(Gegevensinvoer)
☆ ☆ ☆ ☆ ☆
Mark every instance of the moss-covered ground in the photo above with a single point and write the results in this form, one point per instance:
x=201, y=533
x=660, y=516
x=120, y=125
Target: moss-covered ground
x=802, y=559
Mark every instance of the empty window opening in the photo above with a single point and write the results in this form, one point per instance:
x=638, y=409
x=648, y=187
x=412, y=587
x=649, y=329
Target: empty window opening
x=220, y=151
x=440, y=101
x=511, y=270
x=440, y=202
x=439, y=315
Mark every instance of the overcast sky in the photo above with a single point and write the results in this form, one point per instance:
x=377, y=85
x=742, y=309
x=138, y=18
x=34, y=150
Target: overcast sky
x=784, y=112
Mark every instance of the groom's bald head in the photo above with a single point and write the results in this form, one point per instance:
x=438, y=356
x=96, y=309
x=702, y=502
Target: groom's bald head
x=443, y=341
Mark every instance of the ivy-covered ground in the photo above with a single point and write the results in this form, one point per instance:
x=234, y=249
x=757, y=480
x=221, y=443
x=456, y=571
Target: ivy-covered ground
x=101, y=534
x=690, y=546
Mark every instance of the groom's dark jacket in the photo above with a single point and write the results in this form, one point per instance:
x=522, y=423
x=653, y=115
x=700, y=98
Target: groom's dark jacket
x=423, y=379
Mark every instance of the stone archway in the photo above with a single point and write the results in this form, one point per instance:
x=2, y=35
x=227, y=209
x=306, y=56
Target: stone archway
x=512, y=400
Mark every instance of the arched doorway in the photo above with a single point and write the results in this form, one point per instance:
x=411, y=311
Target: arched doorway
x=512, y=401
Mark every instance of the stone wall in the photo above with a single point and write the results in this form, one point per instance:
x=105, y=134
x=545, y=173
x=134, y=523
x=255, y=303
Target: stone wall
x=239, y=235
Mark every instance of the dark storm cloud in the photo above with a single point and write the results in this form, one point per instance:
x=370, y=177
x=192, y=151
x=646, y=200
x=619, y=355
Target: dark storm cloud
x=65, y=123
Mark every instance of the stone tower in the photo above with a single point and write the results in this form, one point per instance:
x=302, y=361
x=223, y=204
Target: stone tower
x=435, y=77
☆ ☆ ☆ ☆ ☆
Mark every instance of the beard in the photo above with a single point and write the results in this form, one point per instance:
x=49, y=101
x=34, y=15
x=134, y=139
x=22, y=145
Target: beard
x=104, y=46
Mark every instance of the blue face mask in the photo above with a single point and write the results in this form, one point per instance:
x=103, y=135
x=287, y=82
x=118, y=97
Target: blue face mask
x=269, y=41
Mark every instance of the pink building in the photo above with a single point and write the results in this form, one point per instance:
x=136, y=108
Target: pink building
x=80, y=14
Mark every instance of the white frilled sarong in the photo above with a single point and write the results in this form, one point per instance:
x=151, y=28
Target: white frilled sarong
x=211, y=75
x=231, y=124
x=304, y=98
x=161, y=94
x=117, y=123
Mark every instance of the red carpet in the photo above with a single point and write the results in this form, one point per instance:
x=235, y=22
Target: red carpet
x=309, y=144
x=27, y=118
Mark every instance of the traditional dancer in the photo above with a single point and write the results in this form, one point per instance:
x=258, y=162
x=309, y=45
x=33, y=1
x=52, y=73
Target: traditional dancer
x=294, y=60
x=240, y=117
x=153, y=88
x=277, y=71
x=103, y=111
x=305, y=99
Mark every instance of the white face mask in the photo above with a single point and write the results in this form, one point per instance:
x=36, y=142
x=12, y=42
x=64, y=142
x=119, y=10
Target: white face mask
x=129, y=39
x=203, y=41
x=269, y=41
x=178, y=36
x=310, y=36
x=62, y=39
☆ ☆ ☆ ☆ ☆
◆ **Instructies**:
Wissel "stone tower" om voor "bell tower" in de regels vanaf de regel met "Mark every instance of the stone tower" tot en met de regel met "x=435, y=77". Geef alleen die regels terug, verder ongewijzigd.

◆ **Uitvoer**:
Mark every instance of the bell tower in the photo above with a single point and write the results in this form, one point per instance:
x=302, y=361
x=223, y=204
Target: bell tower
x=435, y=77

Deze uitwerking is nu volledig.